REQUIRED WORK
**a.** In the review of Maria Semple's novels, reproduce the passage from "Maria Semple understands" up to and including "lapses and self-sabotage.", substituting "compassionate" for "empathetic".
**b.** Name every television show, novel, or film whose title appears in the review of Maria Semple's novels.

Little, Brown (336 pages, $27)


Maria Semple understands women on the verge -- she just likes to have a little fun at their (our?) expense. She’s empathetic, sure, but as a former television writer (“Arrested Development,” among other shows) with a formidable sense of humor, she can‘t help but reflect sardonically on bad decisions, questionable behavior, neurotic lapses and self-sabotage.

In her first book, “This One is Mine,” a TV writer-turned-stay-at-home mom with an enviably luxurious life tries to throw away her comfortable existence for an unsuitable (and not terribly successful) rocker. In her second novel, the breakthrough “Where’d You Go, Bernadette,” a tightly wound architect disappears, sending her teenage daughter on a mission to find her (Richard Linklater of “Boyhood” fame is set to direct a film version).

Both novels are funny, sharp and satiric, skewering insular worlds (Hollywood in “This One is Mine,” urban Seattle in “Bernadette”) and offering wry commentary on middle class notions of selfhood and reinvention.

Entries from a dataset
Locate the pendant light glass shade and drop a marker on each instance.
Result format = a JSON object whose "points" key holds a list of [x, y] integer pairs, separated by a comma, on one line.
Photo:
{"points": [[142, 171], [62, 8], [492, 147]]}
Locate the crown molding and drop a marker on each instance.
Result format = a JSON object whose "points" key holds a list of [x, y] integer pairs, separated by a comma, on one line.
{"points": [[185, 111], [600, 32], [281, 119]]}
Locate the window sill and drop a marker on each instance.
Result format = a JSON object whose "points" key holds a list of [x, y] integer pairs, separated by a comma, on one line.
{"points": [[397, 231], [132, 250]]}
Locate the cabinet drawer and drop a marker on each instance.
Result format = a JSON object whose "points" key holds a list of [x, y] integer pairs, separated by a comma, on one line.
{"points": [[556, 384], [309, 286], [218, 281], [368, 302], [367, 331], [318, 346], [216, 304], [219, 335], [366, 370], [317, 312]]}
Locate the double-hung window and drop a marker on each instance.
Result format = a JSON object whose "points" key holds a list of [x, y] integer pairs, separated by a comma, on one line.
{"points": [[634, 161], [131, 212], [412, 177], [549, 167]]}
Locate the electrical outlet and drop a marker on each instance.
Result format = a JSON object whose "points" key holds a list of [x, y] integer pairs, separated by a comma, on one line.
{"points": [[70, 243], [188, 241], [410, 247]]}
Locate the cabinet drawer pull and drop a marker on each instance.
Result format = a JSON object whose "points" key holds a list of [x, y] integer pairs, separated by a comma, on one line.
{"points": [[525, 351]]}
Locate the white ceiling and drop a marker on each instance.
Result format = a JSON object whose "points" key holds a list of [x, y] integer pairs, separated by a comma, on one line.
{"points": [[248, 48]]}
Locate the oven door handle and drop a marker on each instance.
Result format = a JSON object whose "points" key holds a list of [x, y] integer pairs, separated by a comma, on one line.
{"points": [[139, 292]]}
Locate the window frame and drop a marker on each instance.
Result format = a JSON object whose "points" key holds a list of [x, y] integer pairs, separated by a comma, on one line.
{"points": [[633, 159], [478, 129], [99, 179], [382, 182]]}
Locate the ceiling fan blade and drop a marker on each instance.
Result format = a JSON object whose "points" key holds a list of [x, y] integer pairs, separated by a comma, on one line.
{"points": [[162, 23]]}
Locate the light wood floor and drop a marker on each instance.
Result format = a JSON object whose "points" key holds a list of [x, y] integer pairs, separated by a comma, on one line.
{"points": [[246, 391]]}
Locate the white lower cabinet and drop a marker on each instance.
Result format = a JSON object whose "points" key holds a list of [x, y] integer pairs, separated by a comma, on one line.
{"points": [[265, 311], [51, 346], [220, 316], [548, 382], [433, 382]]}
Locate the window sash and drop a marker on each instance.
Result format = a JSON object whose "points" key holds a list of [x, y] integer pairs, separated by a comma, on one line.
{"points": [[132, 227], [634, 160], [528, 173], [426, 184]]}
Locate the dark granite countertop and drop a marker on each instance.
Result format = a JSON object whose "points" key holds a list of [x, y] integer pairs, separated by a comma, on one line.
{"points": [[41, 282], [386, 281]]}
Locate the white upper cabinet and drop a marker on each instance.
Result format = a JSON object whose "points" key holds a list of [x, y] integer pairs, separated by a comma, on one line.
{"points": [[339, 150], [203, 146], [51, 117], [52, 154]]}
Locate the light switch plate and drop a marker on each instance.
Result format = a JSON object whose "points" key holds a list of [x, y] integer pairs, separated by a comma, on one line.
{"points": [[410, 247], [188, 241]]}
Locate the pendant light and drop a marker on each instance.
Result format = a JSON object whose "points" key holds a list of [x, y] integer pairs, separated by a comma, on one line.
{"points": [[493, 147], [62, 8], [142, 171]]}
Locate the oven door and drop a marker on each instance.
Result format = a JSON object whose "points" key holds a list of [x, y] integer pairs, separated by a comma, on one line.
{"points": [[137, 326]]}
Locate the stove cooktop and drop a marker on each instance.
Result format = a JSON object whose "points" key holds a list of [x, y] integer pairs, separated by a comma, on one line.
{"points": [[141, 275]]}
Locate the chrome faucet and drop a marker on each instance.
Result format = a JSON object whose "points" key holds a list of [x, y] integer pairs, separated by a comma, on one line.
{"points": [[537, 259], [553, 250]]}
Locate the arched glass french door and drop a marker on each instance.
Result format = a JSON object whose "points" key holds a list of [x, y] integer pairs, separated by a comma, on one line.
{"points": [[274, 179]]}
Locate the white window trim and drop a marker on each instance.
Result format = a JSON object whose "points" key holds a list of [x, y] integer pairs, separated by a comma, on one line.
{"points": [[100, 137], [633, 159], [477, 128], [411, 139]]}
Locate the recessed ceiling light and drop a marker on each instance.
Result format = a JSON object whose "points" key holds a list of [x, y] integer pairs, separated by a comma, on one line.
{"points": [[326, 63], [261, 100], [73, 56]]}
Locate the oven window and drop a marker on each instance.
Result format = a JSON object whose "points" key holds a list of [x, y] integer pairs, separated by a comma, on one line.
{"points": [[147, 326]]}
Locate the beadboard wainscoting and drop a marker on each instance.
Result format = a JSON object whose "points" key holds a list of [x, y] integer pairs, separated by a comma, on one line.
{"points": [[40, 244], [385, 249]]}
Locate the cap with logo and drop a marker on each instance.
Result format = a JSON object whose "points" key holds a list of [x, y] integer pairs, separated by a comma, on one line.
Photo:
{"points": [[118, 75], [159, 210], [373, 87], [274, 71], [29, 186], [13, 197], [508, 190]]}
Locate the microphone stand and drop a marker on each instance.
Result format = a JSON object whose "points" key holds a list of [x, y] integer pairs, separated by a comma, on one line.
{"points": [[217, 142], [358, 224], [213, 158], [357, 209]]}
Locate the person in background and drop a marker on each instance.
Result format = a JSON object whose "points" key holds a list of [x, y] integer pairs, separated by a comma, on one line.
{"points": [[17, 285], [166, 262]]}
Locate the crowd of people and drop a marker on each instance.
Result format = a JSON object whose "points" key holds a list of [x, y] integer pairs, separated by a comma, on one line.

SET OF ANSWERS
**a.**
Maria Semple understands women on the verge -- she just likes to have a little fun at their (our?) expense. She’s compassionate, sure, but as a former television writer (“Arrested Development,” among other shows) with a formidable sense of humor, she can‘t help but reflect sardonically on bad decisions, questionable behavior, neurotic lapses and self-sabotage.

**b.**
- "Arrested Development"
- "This One is Mine"
- "Where'd You Go, Bernadette"
- "Boyhood"